◆ SELECTED EXCERPT:
==============================

Gender equality in DRM refers to analyzing how gender differences and gaps -- in terms of access to political, economic, and social resources -- affect women and men’s resilience to natural hazards; planning concrete actions to address those disparities to reduce underlying vulnerabilities; and assessing the impacts of those actions. This helps to determine women and men’s capacity to cope with and recover from future shocks and situates gender-responsive DRM as part of the broader structural socio-economic efforts to combat gender inequality.

Significant evidence shows that despite gender-differentiated vulnerabilities, women and girls are also powerful agents of positive change before, during, and after disasters occur. Women’s empowerment includes facilitation of capacity building and leadership training to have representation in decision-making activities.

Under the previous Social Resilience program, GFDRR committed to integrating gender-sensitive approaches into disaster risk management efforts through the Gender Action Plan (2016-2021). Some of the key priorities have included:

  • Understanding and addressing the different needs of men and women in DRM activities; and
  • Promoting women’s empowerment by building their capacity and facilitating opportunities for representation in DRM decision-making.

==============================

◆ EXERCISE DIRECTIONS: Can you sum up the passage on gender equality in DRM in two sentences?

◆ RECORDED INFORMATION:
==============================

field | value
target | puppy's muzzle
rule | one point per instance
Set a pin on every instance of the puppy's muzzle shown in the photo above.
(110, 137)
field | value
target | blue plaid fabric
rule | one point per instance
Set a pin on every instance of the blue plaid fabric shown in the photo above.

==============================

◆ RESPONSE TO THIS EXERCISE: Gender equality in DRM means analyzing how gender gaps in access to political, economic, and social resources affect women's and men's resilience to natural hazards, planning concrete actions to address those disparities, and assessing the impacts of those actions, and evidence shows that women and girls are also powerful agents of positive change before, during, and after disasters. Under the previous Social Resilience program, GFDRR committed through the Gender Action Plan (2016-2021) to integrating gender-sensitive approaches into DRM, with priorities that included addressing the different needs of men and women and promoting women's empowerment by building their capacity and facilitating their representation in DRM decision-making.